## Given data
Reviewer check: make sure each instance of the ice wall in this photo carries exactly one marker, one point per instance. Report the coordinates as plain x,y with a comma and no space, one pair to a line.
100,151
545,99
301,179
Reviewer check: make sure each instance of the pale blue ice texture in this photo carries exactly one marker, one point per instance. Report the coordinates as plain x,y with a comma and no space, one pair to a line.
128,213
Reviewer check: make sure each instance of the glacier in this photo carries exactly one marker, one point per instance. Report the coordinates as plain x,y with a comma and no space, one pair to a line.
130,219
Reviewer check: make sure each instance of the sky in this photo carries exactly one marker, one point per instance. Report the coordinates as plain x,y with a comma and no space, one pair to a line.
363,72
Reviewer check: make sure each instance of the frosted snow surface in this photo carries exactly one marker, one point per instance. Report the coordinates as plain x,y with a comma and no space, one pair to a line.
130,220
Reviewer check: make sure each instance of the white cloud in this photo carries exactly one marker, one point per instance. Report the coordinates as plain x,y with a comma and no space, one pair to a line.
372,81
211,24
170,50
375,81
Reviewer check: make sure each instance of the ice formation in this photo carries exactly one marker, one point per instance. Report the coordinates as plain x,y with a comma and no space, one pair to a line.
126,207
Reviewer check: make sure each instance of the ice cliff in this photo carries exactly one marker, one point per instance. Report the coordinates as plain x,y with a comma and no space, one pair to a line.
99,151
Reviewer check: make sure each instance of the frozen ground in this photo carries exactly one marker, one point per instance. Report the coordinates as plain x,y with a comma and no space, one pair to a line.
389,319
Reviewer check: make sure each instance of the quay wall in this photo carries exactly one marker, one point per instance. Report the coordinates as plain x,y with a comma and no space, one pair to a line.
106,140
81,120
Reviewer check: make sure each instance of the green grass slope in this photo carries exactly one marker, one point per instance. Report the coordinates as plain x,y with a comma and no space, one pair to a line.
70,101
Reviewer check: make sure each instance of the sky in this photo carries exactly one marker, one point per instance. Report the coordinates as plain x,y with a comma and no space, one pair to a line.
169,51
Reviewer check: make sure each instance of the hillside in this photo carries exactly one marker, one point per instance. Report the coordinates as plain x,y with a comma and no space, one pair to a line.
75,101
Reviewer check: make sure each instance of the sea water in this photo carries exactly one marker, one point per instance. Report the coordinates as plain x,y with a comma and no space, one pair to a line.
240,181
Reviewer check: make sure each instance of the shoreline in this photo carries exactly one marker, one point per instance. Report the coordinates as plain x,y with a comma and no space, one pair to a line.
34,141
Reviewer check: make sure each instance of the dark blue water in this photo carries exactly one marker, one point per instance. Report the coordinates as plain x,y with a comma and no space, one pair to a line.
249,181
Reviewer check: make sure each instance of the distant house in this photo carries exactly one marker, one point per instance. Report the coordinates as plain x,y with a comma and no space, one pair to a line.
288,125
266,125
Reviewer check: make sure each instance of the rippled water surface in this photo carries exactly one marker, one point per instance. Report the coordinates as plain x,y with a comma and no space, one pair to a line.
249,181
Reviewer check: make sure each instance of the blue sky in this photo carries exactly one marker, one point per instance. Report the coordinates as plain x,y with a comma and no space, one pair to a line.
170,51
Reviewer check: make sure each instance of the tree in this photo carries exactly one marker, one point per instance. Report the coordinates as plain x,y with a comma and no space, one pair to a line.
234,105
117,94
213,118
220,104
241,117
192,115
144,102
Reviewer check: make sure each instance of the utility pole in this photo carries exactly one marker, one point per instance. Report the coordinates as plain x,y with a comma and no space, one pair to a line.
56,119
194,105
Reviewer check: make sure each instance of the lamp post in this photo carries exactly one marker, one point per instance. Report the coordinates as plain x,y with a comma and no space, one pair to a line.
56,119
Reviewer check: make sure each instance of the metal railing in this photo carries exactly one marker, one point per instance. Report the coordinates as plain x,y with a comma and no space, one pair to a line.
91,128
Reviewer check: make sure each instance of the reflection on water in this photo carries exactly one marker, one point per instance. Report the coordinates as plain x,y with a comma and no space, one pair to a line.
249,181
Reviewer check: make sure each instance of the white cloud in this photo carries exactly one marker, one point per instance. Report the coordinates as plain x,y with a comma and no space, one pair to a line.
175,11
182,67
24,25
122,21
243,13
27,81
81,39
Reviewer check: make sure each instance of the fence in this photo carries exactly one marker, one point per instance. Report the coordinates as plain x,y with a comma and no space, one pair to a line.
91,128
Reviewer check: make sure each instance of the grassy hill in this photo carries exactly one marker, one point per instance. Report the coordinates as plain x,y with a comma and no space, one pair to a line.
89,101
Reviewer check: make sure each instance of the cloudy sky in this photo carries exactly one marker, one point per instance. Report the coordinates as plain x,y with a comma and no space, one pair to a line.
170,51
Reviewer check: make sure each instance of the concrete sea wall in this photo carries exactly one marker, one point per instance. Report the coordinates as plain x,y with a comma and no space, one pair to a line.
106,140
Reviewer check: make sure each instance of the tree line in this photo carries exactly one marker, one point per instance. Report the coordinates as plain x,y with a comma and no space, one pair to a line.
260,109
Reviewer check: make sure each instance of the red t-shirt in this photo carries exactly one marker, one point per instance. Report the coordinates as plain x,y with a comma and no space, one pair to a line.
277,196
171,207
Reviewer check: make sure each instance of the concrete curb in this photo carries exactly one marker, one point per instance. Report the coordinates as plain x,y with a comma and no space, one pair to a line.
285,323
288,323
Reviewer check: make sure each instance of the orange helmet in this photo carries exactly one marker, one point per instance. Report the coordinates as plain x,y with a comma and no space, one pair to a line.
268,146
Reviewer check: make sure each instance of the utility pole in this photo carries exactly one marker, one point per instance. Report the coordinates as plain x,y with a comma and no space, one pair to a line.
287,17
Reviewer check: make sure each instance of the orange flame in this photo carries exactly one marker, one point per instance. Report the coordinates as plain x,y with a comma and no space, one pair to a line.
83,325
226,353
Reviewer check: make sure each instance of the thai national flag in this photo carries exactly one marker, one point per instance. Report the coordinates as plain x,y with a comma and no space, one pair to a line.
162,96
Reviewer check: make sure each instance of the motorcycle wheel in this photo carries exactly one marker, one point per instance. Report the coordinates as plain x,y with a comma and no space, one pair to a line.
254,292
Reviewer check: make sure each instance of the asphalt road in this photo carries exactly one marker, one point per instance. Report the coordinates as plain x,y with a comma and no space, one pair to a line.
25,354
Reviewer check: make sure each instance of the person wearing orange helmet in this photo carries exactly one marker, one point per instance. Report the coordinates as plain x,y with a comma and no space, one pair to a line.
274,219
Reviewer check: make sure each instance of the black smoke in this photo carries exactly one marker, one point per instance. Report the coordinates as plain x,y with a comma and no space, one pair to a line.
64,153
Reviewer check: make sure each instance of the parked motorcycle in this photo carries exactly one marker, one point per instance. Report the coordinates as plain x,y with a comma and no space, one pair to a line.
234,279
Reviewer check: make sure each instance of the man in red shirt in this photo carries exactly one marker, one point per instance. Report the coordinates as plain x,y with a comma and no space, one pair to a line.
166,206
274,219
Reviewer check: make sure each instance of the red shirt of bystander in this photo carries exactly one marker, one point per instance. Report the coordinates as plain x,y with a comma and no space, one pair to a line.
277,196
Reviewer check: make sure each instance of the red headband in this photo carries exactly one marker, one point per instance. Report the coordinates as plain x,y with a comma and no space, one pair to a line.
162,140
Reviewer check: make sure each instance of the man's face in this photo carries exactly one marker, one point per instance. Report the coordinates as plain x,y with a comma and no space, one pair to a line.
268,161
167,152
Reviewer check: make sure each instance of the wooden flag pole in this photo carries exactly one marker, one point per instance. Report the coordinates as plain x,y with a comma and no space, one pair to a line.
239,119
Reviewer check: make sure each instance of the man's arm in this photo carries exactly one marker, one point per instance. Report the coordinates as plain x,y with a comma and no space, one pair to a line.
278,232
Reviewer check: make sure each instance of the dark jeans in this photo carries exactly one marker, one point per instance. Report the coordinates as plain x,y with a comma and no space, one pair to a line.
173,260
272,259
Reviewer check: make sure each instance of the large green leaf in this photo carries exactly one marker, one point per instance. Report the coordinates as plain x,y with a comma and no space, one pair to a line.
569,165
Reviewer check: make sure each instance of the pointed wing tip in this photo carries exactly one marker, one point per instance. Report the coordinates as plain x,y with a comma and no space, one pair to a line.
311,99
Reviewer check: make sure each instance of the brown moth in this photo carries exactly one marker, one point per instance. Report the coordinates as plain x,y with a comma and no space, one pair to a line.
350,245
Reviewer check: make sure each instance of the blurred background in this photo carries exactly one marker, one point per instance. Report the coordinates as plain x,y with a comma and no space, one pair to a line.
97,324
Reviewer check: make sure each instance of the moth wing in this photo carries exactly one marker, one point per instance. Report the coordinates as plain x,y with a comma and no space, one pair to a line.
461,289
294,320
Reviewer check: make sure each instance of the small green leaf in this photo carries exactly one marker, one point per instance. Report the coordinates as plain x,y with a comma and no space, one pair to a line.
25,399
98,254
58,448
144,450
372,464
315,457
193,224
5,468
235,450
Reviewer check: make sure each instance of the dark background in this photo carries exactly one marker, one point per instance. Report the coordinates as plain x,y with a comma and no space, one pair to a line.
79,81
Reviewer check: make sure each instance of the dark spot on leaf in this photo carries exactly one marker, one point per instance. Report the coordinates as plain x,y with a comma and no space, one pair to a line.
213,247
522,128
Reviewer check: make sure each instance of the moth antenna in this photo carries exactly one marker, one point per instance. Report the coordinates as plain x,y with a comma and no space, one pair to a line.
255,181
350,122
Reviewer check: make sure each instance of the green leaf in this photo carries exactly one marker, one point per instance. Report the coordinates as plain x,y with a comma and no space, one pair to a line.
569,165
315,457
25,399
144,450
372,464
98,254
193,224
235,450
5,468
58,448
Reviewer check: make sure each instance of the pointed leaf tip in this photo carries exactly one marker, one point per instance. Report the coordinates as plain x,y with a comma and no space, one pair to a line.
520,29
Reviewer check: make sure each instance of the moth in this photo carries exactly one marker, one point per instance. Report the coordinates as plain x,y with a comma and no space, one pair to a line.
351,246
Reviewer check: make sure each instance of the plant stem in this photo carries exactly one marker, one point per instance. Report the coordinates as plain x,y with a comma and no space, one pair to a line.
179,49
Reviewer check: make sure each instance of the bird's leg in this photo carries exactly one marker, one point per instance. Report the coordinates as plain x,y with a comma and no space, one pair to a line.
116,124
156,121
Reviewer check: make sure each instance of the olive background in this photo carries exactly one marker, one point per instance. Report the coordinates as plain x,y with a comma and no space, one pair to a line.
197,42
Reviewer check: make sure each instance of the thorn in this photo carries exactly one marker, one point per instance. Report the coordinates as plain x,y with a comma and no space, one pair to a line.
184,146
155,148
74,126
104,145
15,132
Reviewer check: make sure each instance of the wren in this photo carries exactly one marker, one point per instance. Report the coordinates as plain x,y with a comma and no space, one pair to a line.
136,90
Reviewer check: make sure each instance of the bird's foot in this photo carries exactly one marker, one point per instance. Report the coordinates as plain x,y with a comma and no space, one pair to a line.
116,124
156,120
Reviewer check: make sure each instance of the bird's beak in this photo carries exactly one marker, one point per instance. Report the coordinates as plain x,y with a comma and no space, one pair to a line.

## Action item
Transcribe nothing except the lines from the one with "Reviewer check: make sure each instance of the bird's leg" through the end of the data above, each exactly as it appears.

## Solution for this problem
Reviewer check: make sure each instance of the bird's leg in this photo carries exactly one marker, one point per instance. Report the coordinates as plain x,y with a comma and no space, one pair to a line.
116,124
156,121
Reviewer check: make sure each instance of the olive background in this photo carries exactly one marker, one point per instance. Report the coordinates as plain x,y with a comma and no space, one pair to a line.
197,42
Reviewer check: make sure each instance of the thorn in this photo carries exactly one marker, one point per instance. Report the coordinates as plain x,y with a comma and no space, one pair to a line.
184,146
155,148
74,126
104,145
15,132
Reviewer check: make sure each instance of the wren in this photo carries exactly one marker, one point per instance. Report the coordinates as plain x,y with a comma and no space, one pair to a line.
136,90
Reviewer check: make sure each instance of the bird's foot in this photo carries exactly one marker, one point per instance. Report the coordinates as plain x,y with a comma and no space, one pair to a line.
116,124
156,120
Reviewer check: make sure each instance of the bird's beak in this photo carries exactly one marker, one point per instance. Report the coordinates as plain x,y with a comma and no space, one pair to a line.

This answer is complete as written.